*Prompt*: Retype the records word for word, beginning at the line that contains "of the shadow" and stopping after the line that contains "x=86, y=132".

*Excerpted records*:

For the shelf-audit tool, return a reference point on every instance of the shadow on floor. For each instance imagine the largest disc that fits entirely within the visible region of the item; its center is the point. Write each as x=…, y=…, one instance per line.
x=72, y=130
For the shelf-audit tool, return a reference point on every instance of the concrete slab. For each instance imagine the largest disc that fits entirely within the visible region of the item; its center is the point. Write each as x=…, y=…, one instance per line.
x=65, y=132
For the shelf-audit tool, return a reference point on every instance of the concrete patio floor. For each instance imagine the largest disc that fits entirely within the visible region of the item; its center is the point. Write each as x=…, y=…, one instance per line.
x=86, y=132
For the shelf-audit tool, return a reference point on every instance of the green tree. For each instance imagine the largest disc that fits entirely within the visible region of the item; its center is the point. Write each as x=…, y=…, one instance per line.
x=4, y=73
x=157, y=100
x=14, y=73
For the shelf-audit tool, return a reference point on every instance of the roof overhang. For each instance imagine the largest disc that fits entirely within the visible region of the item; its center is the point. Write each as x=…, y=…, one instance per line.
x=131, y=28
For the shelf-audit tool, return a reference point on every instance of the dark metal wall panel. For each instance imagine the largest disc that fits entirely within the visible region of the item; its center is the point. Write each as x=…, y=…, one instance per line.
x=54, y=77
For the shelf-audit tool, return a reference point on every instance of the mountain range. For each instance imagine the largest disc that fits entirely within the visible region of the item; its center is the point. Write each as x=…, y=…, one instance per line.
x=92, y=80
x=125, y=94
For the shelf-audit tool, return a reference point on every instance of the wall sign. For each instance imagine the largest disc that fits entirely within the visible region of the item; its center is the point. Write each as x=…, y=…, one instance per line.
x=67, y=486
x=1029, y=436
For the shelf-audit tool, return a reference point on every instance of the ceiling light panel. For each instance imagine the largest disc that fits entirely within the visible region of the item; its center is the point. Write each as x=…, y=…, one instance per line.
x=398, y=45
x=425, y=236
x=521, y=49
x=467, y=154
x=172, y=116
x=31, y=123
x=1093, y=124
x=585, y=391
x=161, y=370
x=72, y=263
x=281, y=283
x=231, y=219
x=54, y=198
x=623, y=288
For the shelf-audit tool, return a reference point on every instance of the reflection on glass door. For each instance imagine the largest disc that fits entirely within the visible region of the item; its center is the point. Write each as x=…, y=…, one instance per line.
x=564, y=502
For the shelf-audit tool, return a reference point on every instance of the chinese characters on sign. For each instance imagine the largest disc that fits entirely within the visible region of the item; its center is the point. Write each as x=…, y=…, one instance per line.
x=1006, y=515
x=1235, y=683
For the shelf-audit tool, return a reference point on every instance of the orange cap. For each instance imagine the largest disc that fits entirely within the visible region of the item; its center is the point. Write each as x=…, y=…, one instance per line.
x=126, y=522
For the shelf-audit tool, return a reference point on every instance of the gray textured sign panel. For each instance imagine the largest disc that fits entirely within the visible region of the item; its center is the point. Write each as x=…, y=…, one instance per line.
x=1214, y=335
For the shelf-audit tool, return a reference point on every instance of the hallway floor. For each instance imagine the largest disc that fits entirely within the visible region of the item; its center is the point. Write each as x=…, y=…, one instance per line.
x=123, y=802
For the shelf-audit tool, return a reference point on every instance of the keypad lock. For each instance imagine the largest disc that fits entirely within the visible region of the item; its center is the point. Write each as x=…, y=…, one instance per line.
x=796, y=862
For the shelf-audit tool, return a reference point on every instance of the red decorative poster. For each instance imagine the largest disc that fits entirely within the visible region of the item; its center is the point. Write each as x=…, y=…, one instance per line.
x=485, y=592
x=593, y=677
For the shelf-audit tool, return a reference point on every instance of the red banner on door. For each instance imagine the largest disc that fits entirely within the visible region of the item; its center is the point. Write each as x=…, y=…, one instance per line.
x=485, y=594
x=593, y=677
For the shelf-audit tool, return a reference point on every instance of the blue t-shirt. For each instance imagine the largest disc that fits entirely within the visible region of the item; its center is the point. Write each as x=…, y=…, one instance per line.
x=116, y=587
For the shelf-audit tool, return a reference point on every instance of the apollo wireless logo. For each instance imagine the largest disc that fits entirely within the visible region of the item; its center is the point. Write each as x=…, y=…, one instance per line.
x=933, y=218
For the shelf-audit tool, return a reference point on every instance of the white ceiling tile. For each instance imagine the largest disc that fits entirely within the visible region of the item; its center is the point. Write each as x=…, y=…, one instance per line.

* * *

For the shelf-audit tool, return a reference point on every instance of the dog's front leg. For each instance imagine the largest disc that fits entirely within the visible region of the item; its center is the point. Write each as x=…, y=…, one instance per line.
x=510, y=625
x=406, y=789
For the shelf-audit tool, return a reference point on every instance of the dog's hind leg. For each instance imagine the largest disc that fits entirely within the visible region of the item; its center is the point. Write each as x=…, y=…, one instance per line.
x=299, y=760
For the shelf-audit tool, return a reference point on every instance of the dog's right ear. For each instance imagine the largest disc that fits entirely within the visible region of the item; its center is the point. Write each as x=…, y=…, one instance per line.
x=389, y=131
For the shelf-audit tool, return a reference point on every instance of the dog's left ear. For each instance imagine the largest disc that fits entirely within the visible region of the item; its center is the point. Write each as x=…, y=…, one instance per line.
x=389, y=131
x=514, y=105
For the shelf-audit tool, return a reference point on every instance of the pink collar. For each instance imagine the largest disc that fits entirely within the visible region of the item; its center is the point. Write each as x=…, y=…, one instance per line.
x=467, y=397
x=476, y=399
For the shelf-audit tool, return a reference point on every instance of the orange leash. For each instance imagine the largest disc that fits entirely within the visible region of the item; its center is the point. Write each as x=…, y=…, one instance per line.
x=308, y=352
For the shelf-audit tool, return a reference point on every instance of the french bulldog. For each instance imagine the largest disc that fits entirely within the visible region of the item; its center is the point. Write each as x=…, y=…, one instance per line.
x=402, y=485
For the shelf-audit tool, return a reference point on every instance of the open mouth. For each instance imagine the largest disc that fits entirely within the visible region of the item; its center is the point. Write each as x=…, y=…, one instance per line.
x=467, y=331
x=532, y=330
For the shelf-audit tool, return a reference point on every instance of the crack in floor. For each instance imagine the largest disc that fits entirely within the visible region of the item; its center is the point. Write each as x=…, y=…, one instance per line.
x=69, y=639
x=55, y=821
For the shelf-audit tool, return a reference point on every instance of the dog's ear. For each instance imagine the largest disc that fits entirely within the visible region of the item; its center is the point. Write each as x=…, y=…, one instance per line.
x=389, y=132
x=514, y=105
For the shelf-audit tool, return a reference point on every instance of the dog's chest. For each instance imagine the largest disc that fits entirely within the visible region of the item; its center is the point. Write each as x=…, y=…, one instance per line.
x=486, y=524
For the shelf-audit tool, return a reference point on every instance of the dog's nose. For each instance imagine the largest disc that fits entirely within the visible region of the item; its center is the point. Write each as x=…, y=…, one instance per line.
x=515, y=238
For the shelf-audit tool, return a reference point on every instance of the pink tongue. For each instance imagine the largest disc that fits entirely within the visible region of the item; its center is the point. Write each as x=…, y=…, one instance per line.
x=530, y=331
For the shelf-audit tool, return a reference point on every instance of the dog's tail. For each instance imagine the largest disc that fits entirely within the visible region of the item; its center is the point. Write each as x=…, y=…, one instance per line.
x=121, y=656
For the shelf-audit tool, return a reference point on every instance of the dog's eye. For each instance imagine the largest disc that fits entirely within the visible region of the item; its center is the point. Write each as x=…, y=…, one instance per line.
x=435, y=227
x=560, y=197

*The output*:
For the shelf-audit tool, return a reference point on every instance of the shadow on floor. For each instance imagine the largest disc that fits entirely within the visible region of the item; its center is the point. Write each as x=…, y=…, one instance per line.
x=72, y=130
For the shelf-audit tool, return a reference point on every instance of the concrete slab. For each instance imagine the largest disc that fits entirely within the visible region of the item; its center is the point. Write each as x=…, y=…, one instance per line.
x=65, y=132
For the shelf-audit tool, return a reference point on every instance of the concrete patio floor. For each instance imagine the largest disc that fits entirely within the visible region of the item; its center is the point. Write each as x=…, y=…, one instance per line.
x=86, y=132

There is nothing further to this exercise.